**OBJECTIVE**.
Report how many lines in the records below contain the word "facade". Answer with the number alone.

=-=-=-=-=

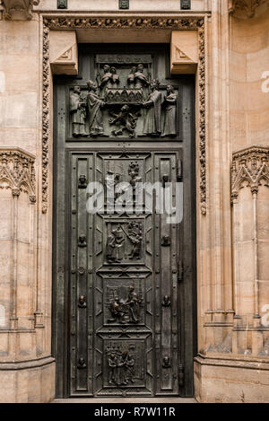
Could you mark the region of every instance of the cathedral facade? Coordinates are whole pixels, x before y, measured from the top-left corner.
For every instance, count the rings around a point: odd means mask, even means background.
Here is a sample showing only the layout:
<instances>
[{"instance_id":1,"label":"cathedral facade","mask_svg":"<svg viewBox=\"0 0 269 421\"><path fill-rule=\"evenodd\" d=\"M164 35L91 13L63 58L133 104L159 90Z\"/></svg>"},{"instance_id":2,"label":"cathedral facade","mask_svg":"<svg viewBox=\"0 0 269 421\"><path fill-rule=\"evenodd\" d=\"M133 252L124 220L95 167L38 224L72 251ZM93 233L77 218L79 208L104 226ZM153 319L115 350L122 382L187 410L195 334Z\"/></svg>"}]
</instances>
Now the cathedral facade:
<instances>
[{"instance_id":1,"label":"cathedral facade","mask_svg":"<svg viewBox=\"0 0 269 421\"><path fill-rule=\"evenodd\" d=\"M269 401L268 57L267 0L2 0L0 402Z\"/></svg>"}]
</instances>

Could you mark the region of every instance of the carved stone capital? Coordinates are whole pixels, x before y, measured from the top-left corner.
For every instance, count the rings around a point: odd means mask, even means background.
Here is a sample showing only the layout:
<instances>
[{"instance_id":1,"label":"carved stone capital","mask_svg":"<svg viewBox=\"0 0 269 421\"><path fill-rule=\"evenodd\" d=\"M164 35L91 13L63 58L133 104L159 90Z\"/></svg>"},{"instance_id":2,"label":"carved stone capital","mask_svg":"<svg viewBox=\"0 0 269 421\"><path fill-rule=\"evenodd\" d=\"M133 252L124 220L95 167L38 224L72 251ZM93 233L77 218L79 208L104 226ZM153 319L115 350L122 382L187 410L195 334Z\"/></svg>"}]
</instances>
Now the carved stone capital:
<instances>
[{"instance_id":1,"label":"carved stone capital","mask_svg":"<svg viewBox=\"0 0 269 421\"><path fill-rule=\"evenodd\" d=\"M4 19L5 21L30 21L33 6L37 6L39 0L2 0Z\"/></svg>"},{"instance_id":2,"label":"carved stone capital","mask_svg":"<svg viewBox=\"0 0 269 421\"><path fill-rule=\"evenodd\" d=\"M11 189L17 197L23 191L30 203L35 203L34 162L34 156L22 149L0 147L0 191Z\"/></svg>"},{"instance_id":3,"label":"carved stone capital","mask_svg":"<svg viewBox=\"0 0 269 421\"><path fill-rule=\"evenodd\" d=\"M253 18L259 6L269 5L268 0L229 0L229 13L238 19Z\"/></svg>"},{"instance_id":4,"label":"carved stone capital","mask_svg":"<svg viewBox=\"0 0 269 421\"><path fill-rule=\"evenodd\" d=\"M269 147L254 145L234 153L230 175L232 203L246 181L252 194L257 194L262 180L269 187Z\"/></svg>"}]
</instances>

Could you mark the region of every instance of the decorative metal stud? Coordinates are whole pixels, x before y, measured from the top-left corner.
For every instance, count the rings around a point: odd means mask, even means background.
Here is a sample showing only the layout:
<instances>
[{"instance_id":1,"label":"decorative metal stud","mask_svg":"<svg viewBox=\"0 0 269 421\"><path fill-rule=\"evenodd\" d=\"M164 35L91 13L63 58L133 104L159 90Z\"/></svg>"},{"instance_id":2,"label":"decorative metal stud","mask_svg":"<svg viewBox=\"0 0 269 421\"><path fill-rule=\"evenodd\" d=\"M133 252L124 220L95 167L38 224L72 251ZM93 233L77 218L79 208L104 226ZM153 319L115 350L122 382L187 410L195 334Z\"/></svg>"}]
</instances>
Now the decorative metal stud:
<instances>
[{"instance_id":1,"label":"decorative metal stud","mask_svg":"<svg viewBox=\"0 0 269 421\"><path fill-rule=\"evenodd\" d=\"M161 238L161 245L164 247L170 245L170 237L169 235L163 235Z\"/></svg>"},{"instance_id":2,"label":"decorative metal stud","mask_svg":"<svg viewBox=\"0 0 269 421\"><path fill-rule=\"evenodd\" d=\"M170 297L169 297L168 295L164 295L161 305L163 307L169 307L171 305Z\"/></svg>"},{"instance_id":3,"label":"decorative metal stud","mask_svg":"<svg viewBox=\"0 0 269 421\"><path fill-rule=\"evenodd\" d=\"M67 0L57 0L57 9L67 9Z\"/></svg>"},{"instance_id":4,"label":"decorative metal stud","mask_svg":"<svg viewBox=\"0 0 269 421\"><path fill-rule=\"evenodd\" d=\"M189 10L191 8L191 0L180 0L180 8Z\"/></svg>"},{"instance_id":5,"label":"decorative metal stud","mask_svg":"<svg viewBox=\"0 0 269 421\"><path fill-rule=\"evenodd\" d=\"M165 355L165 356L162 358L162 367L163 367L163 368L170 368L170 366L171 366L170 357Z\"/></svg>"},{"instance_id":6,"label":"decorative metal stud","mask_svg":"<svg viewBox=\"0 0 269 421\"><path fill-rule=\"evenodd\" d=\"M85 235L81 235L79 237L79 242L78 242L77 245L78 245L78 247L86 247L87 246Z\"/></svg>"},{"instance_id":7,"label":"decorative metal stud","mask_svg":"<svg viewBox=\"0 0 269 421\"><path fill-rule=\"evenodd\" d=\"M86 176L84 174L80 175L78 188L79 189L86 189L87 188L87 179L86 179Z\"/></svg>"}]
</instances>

=-=-=-=-=

**SOLUTION FOR THIS PROBLEM**.
4